_EXTRAIT DU DOCUMENT_.
####

Le cercle concerne autant ce qui est à l’extérieur que ce qui est à l’intérieur. Il s’agit de ce que vous ne connaissez pas autant que de ce que vous savez faire.

Il s’agit d’une autre version de la « via negativa« , une idée familière aux lecteurs réguliers de ma publication, selon laquelle l’apprentissage de la vie concerne ce qu’il faut éviter – ou ce qui est en dehors de votre cercle. Selon la via negativa, c’est la connaissance la plus importante que l’on puisse acquérir.

Croyez-le ou non, l’année a été particulièrement bonne pour apprendre des leçons douloureuses…

Le marché boursier n’a pas subi un krach rapide et brutal. Il a plutôt chuté de manière ordonnée, ponctuée de reprises occasionnelles (comme celle qui a débuté il y a environ un mois).

Chaque descente a été une expérience d’apprentissage. Chaque reprise vous a donné une chance de sortir de vos erreurs et de lever des fonds… ce qui vous aurait mis dans une bien meilleure position pour résister à la prochaine phase de baisse.

Selon Greg Jensen, co-chef de l’information du fonds spéculatif Bridgewater Associates, nous devons nous attendre à plus de la même chose…

Vendredi dernier, Jensen a déclaré à Bloomberg que la bonne nouvelle de l’épisode actuel est que l’effet de levier dans le système financier n’est pas aussi mauvais que lors de la crise de 2008. Ainsi, selon Jensen, il est peu probable que nous assistions à un krach épouvantable cette fois-ci.

####

_DONNÉES FOURNIES_.
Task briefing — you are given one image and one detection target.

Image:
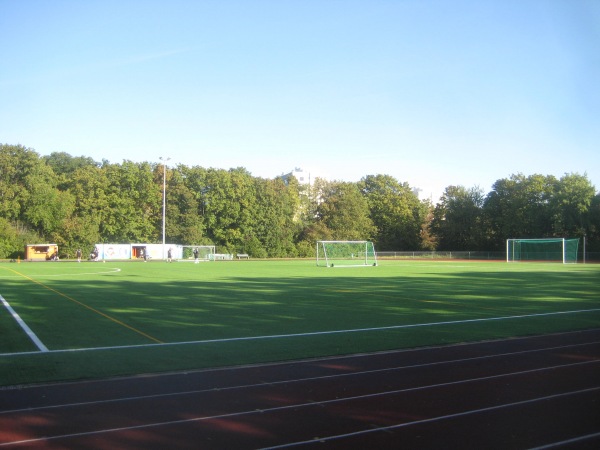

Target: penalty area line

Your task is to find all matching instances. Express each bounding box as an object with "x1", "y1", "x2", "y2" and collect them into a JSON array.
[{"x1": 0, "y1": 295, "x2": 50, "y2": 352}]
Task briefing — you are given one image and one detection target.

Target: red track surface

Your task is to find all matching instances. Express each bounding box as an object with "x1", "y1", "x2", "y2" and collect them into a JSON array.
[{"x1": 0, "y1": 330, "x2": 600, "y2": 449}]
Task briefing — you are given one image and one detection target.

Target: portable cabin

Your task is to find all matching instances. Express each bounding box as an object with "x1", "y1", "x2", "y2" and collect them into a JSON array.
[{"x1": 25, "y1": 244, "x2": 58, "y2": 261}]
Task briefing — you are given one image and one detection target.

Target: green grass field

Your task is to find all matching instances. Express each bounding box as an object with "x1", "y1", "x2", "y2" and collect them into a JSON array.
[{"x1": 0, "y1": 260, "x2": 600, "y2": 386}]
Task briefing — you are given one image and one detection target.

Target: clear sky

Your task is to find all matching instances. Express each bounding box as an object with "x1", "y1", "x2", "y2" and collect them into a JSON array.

####

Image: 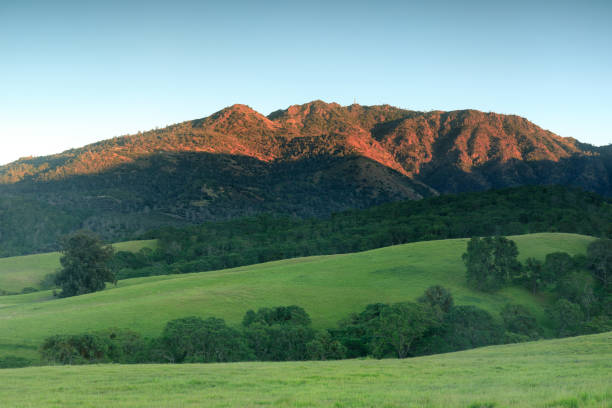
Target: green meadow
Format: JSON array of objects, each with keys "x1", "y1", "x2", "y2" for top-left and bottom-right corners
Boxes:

####

_CONSIGNE_.
Répondez à ces questions sur l'extrait consacré à la via negativa et au marché boursier :
1. Selon la via negativa, sur quoi porte l'apprentissage de la vie ?
2. De quelle manière le marché boursier a-t-il chuté ?
3. À quelle crise Greg Jensen compare-t-il l'effet de levier actuel dans le système financier ?
Les lignes n'ont aucun rôle dans ce travail.

_VOTRE RÉPONSE_.
1. Sur ce qu'il faut éviter, c'est-à-dire ce qui est en dehors de votre cercle.
2. De manière ordonnée, ponctuée de reprises occasionnelles.
3. À la crise de 2008.